* _Aufgaben_
**A)** Gib aus dem Ausgangstext über den Film Chaos wortgetreu den Abschnitt zwischen „Zweierlei Maß von“ und „ein Mahnmal trägt.“ wieder, beide Stellen eingeschlossen.
**B)** Fasse den Ausgangstext über den Film Chaos in zwei Sätzen zusammen.

Zweierlei Maß von Dauer

Sara Fattahi, die selbst auch aus Syrien geflohen ist und nun in Wien lebt und arbeitet, versucht mit ihrem Film eine Grenze erfahrbar zu machen: die Grenze des Traumas. Wenn ein Mensch etwas so Schreckliches erfährt, dass es sich nicht verarbeiten lässt, dann hört das Leben auf – und geht gleichzeitig weiter. So ist das bei den drei Frauen, von denen Chaos erzählt. Hija ist eine Freundin der Filmemacherin, Raja ist eine Freundin der Mutter von Sara Fattahi. Die dritte ist sie selbst. Raja ist immer noch in Damaskus, sie betrauert den Verlust ihres Sohnes und sinnt auf Rache. Vor allem aber hat sie sich eingebunkert, in ihre Wohnung und in ihre schwarze Kleidung, die sie wie ein Mahnmal trägt.

* _Gegebene Daten_
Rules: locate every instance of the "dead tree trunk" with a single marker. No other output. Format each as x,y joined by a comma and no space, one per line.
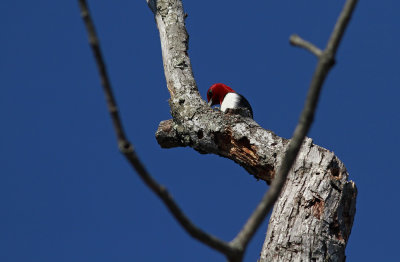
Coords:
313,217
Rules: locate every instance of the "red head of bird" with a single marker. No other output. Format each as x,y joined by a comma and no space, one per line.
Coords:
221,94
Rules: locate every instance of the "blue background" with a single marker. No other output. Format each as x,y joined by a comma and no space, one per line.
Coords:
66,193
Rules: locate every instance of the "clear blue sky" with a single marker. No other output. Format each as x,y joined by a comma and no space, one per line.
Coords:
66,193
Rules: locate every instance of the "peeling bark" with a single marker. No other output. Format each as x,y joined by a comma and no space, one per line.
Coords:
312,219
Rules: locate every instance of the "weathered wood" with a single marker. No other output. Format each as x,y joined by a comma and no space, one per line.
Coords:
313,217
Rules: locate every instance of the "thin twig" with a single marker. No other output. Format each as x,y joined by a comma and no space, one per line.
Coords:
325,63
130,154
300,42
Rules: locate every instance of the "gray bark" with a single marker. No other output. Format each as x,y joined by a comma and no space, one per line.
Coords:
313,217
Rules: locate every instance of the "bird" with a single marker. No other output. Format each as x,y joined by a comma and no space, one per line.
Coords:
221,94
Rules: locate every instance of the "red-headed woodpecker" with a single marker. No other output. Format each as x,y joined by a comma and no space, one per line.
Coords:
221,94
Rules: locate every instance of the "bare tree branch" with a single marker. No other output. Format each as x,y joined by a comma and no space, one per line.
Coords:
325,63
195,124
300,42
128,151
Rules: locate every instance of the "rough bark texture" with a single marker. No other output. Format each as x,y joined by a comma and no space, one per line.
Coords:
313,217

* * *

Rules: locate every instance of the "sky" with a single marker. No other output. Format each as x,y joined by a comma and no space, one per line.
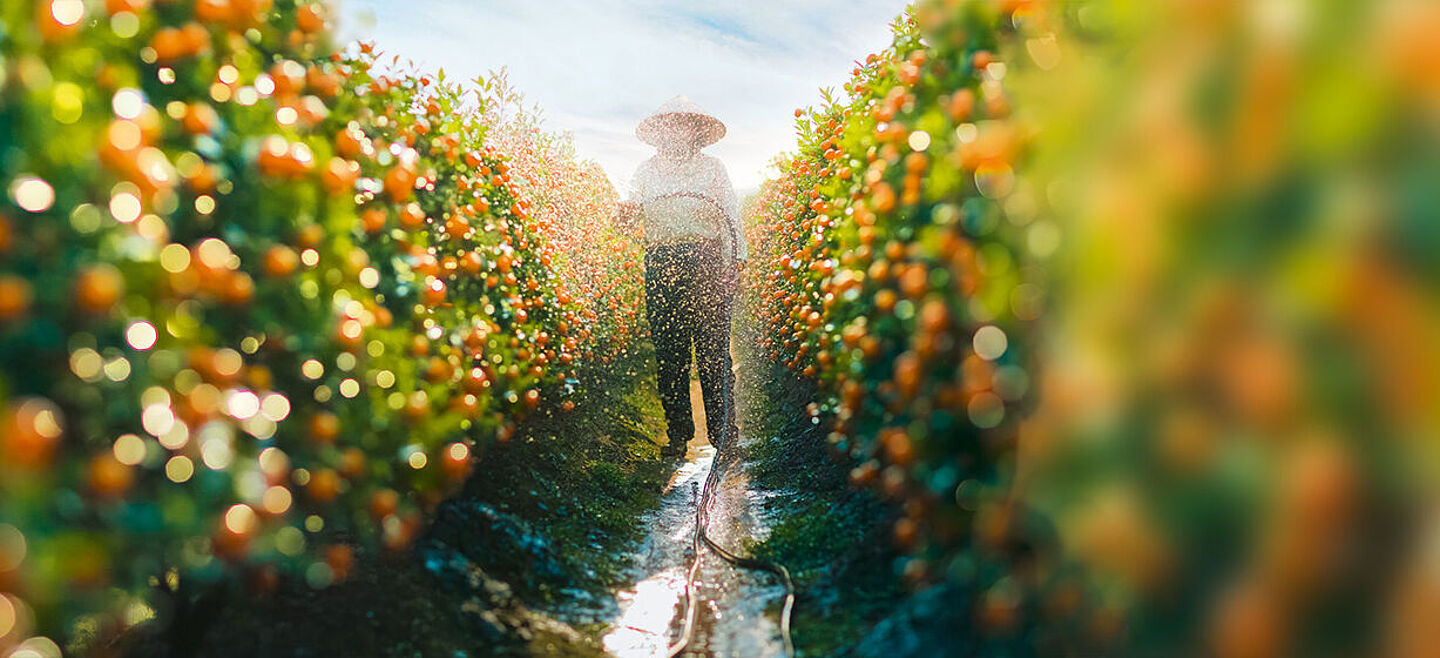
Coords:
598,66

--

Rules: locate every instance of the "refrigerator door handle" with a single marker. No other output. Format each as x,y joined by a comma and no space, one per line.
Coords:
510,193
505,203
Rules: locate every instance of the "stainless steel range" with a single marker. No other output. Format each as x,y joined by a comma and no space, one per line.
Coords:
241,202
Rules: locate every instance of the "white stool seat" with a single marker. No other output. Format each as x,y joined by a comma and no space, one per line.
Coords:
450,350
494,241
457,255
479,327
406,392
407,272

* _Lösungen_
**A)**
Zweierlei Maß von Dauer

Sara Fattahi, die selbst auch aus Syrien geflohen ist und nun in Wien lebt und arbeitet, versucht mit ihrem Film eine Grenze erfahrbar zu machen: die Grenze des Traumas. Wenn ein Mensch etwas so Schreckliches erfährt, dass es sich nicht verarbeiten lässt, dann hört das Leben auf – und geht gleichzeitig weiter. So ist das bei den drei Frauen, von denen Chaos erzählt. Hija ist eine Freundin der Filmemacherin, Raja ist eine Freundin der Mutter von Sara Fattahi. Die dritte ist sie selbst. Raja ist immer noch in Damaskus, sie betrauert den Verlust ihres Sohnes und sinnt auf Rache. Vor allem aber hat sie sich eingebunkert, in ihre Wohnung und in ihre schwarze Kleidung, die sie wie ein Mahnmal trägt.

**B)** Sara Fattahi, die aus Syrien geflohen ist und in Wien lebt, versucht mit ihrem Film Chaos die Grenze des Traumas erfahrbar zu machen, und erzählt darin von drei Frauen: ihrer Freundin Hija, Raja und sich selbst. Raja ist noch in Damaskus, betrauert den Verlust ihres Sohnes, sinnt auf Rache und hat sich in ihrer Wohnung und in ihrer schwarzen Kleidung eingebunkert.